- Opening Delimiter -

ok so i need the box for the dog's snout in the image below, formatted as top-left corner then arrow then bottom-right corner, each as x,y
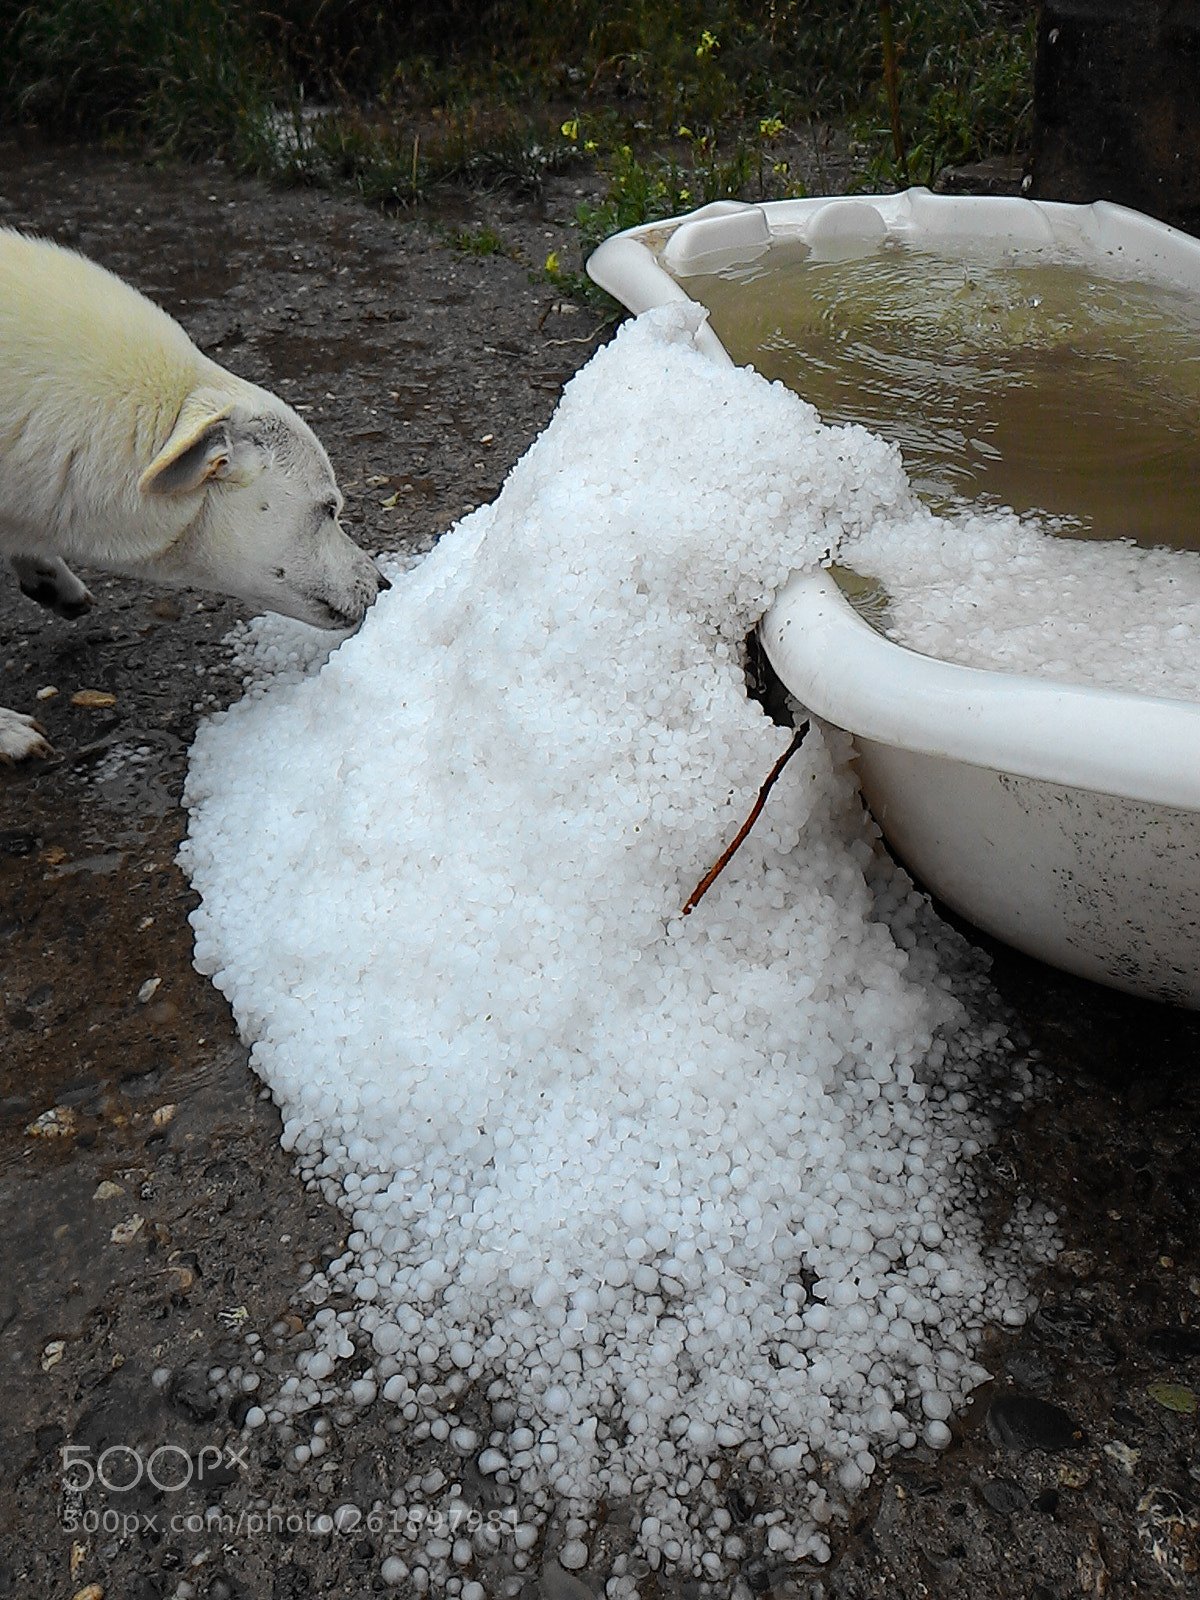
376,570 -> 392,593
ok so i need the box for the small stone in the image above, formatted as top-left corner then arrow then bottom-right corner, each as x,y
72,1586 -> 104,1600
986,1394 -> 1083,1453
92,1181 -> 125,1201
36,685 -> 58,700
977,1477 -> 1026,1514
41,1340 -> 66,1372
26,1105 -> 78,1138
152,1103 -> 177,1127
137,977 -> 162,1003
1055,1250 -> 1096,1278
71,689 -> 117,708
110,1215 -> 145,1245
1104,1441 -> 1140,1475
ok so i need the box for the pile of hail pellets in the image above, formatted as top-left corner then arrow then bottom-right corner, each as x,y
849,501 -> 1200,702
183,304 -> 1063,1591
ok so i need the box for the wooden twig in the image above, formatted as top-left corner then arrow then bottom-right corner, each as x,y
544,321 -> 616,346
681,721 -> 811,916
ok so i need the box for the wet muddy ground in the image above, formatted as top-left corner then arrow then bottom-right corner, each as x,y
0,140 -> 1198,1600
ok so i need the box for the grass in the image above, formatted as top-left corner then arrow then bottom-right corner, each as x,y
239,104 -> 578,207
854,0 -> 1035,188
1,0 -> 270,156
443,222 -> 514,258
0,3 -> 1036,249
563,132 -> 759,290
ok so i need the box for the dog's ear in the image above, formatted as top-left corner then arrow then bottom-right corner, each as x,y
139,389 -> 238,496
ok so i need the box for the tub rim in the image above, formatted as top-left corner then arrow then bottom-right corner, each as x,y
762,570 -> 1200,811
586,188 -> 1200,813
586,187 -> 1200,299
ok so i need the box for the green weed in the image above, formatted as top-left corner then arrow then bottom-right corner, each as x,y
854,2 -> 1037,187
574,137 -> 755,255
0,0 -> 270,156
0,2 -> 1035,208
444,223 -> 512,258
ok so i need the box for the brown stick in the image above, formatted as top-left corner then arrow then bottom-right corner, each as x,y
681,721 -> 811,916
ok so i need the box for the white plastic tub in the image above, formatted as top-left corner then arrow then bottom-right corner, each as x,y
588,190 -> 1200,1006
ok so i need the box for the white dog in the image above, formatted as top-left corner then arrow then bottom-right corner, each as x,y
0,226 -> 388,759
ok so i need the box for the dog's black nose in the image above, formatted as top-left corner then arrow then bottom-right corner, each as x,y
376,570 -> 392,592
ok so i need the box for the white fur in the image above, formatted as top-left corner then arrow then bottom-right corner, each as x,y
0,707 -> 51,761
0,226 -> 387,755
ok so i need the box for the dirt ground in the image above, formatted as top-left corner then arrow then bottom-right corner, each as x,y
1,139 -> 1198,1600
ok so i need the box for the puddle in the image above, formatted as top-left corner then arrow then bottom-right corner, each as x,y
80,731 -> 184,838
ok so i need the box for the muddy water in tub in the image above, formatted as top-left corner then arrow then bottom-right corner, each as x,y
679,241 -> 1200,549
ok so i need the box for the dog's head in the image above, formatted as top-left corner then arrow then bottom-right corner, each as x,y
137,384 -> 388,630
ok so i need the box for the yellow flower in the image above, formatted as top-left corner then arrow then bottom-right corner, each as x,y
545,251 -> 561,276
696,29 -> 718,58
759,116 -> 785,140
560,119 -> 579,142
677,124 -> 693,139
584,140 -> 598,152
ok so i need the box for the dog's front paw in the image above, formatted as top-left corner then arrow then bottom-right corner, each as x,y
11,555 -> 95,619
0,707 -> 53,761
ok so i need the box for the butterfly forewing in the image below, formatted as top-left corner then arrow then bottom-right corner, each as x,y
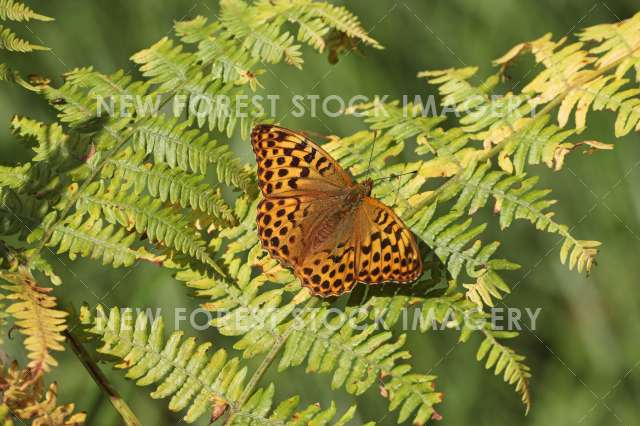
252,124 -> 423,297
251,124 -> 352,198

- Closing Delimiter -

Prompt » Without the pictures, return all the entries above exactly as they stand.

Task result »
ok so i need the box for the dog's snout in the image below, formatted as top-left corner then arrow then bottom-right corner, each as x,y
376,570 -> 392,593
ok so i need the box for the small stone in the image above, formatted as top-left corner then arrow then bottom-right corner, each as x,y
72,1586 -> 104,1600
986,1394 -> 1083,1453
92,1181 -> 125,1201
36,685 -> 58,700
977,1477 -> 1026,1514
41,1340 -> 66,1372
26,1105 -> 78,1138
152,1103 -> 177,1127
137,977 -> 162,1003
1055,1250 -> 1096,1278
71,689 -> 117,708
110,1215 -> 145,1245
1104,1441 -> 1140,1475
ok so i need the box for the pile of hail pellets in the image above, formatted as top-left corner then arrow then bottom-right corner, each as x,y
849,501 -> 1200,702
183,304 -> 1063,1591
ok so i need the box for the wooden twig in the image above, formatted as top-left corner then arrow then bottom-right corner, each as x,y
544,321 -> 616,346
681,721 -> 811,916
ok so i need the box for the wet muddy ground in the image above, formatted as top-left corner then arrow then bottom-right corner, each as x,y
0,140 -> 1198,1600
ok so i need the box for the grass in the image above, formatted as top-left corner then arrow then bottom-right corner, each as x,y
239,104 -> 578,207
854,0 -> 1035,188
1,0 -> 270,156
443,222 -> 514,258
0,3 -> 1036,249
563,132 -> 759,290
ok so i need the box for the dog's ear in the image above, formatted as top-left corner then arrow then bottom-right corner, each as x,y
139,389 -> 238,496
ok so i need the box for the tub rim in the image above, formatted as top-left corner then arrow then bottom-right corner, each as x,y
762,570 -> 1200,811
586,188 -> 1200,813
586,187 -> 1200,299
ok so i need the box for the green weed in the image above, formatted as top-left corner then arrow then bottom-right corner, each as x,y
854,2 -> 1037,187
574,137 -> 755,255
0,0 -> 270,156
0,2 -> 1035,208
444,223 -> 512,258
ok so i need the box for the brown stick in the image above, formatted as top-left corner then arrow then bottom-right corner, each as x,y
681,721 -> 811,916
ok so i need the box for the white plastic tub in the image above, formatted as top-left corner then arrow then bottom-right corner, each as x,y
588,190 -> 1200,1006
ok so i need the box for the white dog in the image above, formatted as top-left corner then arrow then bottom-right corner, each as x,y
0,226 -> 388,759
ok so i need the box for the dog's black nose in the image above, formatted as top-left corner then arrow then bottom-right corner, each as x,y
376,570 -> 392,592
ok so i need the box for the white fur in the image above, formatted as top-left corner then arrow then bottom-right corner, each as x,y
0,707 -> 51,761
0,226 -> 387,755
ok so i need the box for the dirt ground in the image above, formatted as top-left corner then arrow then bottom-right corner, each as x,y
1,139 -> 1198,1600
ok so i need the box for the puddle in the image above, formatted as top-left corner then arrow then bottom-right corner, each as x,y
80,731 -> 184,838
ok so i need the box for the muddy water in tub in the image above, formatted as top-left corner then arrow then bottom-right corner, each as x,y
679,241 -> 1200,549
ok so i need the box for the dog's head in the image above, formatted as top-left corner then arrow then bottom-right corner, each as x,y
137,384 -> 388,630
ok so i need the box for the yellow flower in the image above, formatted as top-left corner then arrow then bottom-right corner, each as x,y
545,251 -> 561,276
696,29 -> 718,58
759,116 -> 785,140
560,119 -> 579,142
677,124 -> 693,139
584,140 -> 598,152
ok so i need the box for the dog's front paw in the image above, formatted as top-left corner then arrow then bottom-right corner, each as x,y
11,555 -> 95,619
0,707 -> 53,761
ok so i need the box for the butterfly forewing in the image below, formatted as top-left corner then arrow then bottom-right corner, each as x,y
252,124 -> 423,297
251,124 -> 352,198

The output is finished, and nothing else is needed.